Page:
* Start *

I was never very good at being a modest church mouse. I had no interest in cooking, or cleaning, or especially children. I had strong opinions and a loud voice to proclaim them with. So I became the other breed of ACG, Awkward Church Guy. I was just one of the dudes. I read Lord of the Rings, played Age of Empires I, II and III, and listened to Relient K. 

I frickin’ loved Relient K. 

Matt Thiessen was the narrator of my adolescence… and my dream guy. With his dirty blonde mop top and his big puppy dog eyes, he was not your average Awkward Church Guy. But he was my favorite type of Awkward Church Guy. His lyrics, even then, revealed an unsettled relationship with his God and his Religion. Behind clever word play and a biting sense of sardonicism, Matt Theissen hid his narrative of struggling to be both the good Christian boy everyone expected him to be, and the brilliant, overtly irreverent, man he knew he was meant to become.

I remember the first time I found that orange and gray CD with the black and white shot of the band slouching against a wall, (Ramones style) just like how our parents told us not to stand. I let it spin and from that first hyperactive drum intro, I was hooked. Relient K sang about all the things I was feeling. My frustration with the hypocrisy of church infighting was there in “Down in Flames.” The humming hook of “Breakdown” gave a cadence to just about every groan of futility that I uttered. Then there was the line, “I’m still trying twice as hard to satisfy myself on my own,” which seemed to be the underlying frustration of my religious experience… It was all there, right down to the giggles that “May the Horse Be With You” never failed to induce. Heck, it still makes me giggle.

That was 2001. That was The Anatomy of the Tongue In Cheek. I was 12.

A few years passed and I got a little older, but not very much wiser. I was still an ACG of the highest order. I read I Kissed Dating Goodbye and I asked my parents for a promise ring. Though one of Matt Theissen’s mood rings would have probably done me more good. The concept of romantic relationships terrified me, and yet I felt an unquenchable desire to embark on one with… well someone… I frequently found myself holding my guy friends at arm’s length physically, while intellectually and emotionally getting as entangled as it was possible for a fourteen year old to get. I had all of these new sexual things buzzing around in my psyche, and nowhere constructive to direct them. Simultaneously, I was learning all of these new things about God, and church, and what was expected of me as a young Christian woman. Even though I tried to pretend to squeeze myself into the mold, I was internally busting every seam.

* End *

(Records)
* Start *

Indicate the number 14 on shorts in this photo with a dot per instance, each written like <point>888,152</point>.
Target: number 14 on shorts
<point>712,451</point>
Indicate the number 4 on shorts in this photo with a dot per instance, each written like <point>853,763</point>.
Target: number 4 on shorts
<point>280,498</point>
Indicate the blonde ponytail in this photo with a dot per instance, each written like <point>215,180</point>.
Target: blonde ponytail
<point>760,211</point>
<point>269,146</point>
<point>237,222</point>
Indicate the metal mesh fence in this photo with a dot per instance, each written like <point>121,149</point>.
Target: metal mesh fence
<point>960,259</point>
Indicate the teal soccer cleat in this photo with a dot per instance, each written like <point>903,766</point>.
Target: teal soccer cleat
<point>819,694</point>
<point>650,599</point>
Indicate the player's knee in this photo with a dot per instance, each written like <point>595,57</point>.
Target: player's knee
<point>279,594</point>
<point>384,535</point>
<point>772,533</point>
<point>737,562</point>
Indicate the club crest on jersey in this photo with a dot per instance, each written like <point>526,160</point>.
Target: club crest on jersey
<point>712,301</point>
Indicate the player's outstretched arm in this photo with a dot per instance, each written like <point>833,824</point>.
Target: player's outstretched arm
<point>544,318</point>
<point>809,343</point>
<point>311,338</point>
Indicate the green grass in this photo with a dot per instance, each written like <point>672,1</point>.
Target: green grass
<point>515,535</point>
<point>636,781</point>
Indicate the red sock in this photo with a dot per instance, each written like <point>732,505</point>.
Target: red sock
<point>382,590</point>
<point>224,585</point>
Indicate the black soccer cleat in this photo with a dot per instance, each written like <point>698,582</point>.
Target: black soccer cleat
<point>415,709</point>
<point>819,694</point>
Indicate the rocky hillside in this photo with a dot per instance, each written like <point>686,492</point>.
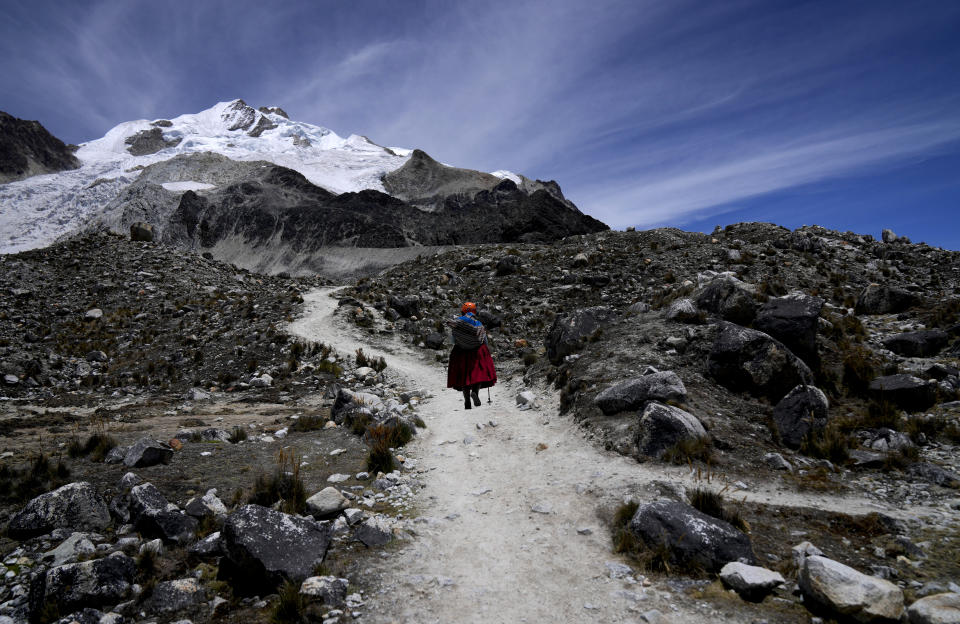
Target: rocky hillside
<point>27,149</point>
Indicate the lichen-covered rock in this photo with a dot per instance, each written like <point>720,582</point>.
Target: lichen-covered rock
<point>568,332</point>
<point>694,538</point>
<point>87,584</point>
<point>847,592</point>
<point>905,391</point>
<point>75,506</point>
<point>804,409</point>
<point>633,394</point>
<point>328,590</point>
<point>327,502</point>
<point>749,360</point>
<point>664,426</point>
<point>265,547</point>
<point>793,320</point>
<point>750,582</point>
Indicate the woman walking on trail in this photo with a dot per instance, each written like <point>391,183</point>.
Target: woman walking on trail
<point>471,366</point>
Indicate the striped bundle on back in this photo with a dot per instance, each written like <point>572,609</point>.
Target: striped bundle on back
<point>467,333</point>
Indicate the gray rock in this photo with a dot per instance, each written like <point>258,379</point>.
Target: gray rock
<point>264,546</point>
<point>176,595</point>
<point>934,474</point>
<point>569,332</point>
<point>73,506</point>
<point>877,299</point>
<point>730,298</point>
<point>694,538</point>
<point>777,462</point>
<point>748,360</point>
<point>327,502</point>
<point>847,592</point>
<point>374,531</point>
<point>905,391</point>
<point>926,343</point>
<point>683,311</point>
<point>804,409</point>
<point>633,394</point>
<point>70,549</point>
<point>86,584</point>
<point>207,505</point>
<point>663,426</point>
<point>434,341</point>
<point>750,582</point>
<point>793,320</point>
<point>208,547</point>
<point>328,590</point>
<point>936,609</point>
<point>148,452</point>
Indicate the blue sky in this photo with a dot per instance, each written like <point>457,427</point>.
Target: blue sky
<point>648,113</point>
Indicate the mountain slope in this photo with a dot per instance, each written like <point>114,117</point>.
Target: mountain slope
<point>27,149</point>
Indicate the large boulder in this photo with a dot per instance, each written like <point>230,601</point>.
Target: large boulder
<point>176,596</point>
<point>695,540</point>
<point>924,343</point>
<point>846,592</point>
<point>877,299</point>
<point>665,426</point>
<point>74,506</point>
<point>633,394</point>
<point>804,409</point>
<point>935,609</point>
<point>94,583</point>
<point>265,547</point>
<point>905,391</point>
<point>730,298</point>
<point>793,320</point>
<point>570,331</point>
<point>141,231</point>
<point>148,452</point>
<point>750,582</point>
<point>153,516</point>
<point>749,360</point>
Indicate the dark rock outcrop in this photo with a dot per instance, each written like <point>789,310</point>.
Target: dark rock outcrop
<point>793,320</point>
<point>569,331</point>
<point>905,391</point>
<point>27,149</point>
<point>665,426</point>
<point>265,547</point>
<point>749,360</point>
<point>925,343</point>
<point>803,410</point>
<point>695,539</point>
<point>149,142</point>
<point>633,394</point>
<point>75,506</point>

* End *

Problem set:
**a)** In the essay about Relient K, restate the passage starting with "I was never" and going on through "to Relient K.", substituting "wallflower" for "church mouse".
**b)** For each statement, say whether the essay about Relient K agrees with it, answering yes or no and quoting the deciding words: (i) The writer was 12 years old in 2001. (ii) The writer enjoyed cooking. (iii) The CD the writer first found was blue and white.
**c)** Answer these questions from the essay about Relient K:
(i) Which video games did the writer play?
(ii) Which song held the writer's frustration with the hypocrisy of church infighting?
(iii) What did the writer ask the writer's parents for?

Exercise responses:
**a)**
I was never very good at being a modest wallflower. I had no interest in cooking, or cleaning, or especially children. I had strong opinions and a loud voice to proclaim them with. So I became the other breed of ACG, Awkward Church Guy. I was just one of the dudes. I read Lord of the Rings, played Age of Empires I, II and III, and listened to Relient K.

**b)**
(i) Yes: "That was 2001. That was The Anatomy of the Tongue In Cheek. I was 12."
(ii) No: "I had no interest in cooking, or cleaning, or especially children."
(iii) No: "I remember the first time I found that orange and gray CD"

**c)**
(i) Age of Empires I, II and III
(ii) "Down in Flames"
(iii) A promise ring